REQUIREMENTS: Copy out the rows word for word, beginning with the line containing "the white mist" and continuing to the end of the rows.

RAW DATA:
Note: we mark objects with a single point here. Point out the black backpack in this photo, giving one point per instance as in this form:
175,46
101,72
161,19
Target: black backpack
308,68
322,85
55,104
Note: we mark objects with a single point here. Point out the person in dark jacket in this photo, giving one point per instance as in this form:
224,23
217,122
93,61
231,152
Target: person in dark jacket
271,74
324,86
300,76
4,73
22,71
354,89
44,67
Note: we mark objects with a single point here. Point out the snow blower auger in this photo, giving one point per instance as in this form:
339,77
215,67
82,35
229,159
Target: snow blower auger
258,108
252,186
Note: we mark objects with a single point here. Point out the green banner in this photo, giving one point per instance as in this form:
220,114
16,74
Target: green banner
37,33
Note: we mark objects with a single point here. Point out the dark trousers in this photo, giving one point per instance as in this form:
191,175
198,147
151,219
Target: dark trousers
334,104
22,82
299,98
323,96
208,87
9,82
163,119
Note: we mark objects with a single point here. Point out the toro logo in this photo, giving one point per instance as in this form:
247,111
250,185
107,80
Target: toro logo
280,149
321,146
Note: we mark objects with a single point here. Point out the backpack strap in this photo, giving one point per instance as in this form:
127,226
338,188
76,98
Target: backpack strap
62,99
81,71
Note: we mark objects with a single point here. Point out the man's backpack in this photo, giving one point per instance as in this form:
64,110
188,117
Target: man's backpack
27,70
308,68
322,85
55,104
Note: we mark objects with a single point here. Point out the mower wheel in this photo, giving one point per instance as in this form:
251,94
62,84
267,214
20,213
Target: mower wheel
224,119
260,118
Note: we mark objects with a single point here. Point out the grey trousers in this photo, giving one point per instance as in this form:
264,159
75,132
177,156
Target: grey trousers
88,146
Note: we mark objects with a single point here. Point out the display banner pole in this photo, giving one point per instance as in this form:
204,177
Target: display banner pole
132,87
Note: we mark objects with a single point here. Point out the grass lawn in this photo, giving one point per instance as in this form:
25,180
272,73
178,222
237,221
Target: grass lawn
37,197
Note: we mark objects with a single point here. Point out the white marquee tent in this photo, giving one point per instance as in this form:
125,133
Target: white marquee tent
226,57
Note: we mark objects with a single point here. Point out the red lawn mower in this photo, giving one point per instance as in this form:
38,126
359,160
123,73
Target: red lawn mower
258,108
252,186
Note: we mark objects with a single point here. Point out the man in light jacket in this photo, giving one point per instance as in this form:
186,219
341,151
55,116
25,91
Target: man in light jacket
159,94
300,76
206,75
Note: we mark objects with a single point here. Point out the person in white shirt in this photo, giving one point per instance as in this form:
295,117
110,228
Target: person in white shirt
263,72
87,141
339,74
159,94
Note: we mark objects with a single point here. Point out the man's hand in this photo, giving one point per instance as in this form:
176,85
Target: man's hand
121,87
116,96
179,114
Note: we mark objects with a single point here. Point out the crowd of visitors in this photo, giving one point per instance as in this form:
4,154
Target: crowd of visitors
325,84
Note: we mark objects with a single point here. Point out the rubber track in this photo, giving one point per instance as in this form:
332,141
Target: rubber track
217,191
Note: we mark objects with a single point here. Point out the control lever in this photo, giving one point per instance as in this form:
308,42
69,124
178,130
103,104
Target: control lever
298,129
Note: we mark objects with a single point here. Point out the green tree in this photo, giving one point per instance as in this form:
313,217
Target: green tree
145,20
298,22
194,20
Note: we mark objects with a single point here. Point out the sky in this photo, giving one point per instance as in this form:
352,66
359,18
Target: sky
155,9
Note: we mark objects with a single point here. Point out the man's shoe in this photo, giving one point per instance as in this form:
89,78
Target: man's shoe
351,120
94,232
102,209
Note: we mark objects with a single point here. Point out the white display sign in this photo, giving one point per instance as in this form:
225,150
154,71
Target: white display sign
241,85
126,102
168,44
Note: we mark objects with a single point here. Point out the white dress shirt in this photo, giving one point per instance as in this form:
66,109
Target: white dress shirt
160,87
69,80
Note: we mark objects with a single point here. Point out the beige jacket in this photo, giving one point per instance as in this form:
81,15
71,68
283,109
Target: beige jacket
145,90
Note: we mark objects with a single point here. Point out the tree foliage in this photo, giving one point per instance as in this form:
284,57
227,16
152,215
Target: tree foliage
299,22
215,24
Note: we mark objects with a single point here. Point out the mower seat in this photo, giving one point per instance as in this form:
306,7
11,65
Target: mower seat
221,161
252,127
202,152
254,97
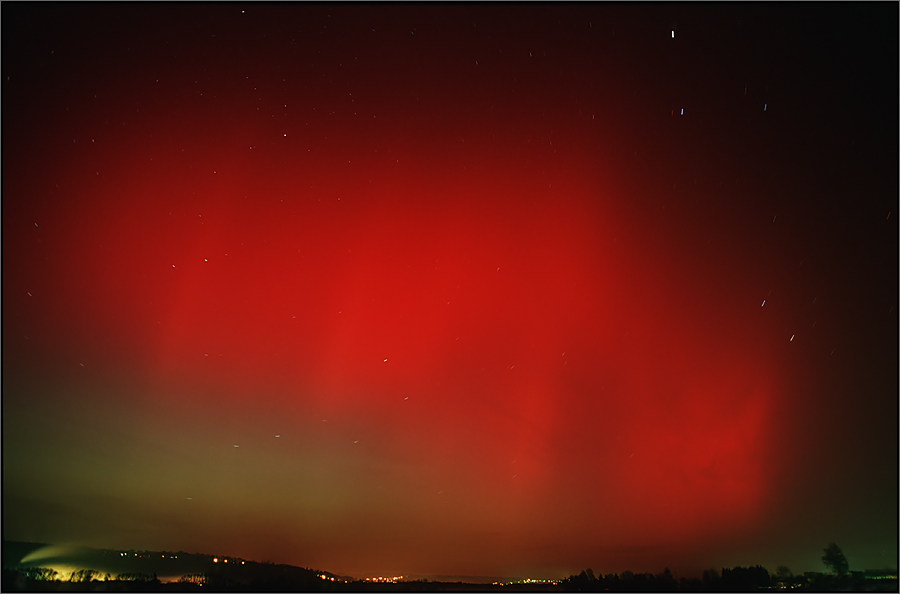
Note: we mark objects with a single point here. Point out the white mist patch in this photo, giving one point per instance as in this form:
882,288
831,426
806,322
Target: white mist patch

SOLVED PROBLEM:
Note: we mark objects with a single point here. Point out the white mist patch in this photo, giving one point per instance as in this form:
882,288
831,426
806,322
Target: white mist patch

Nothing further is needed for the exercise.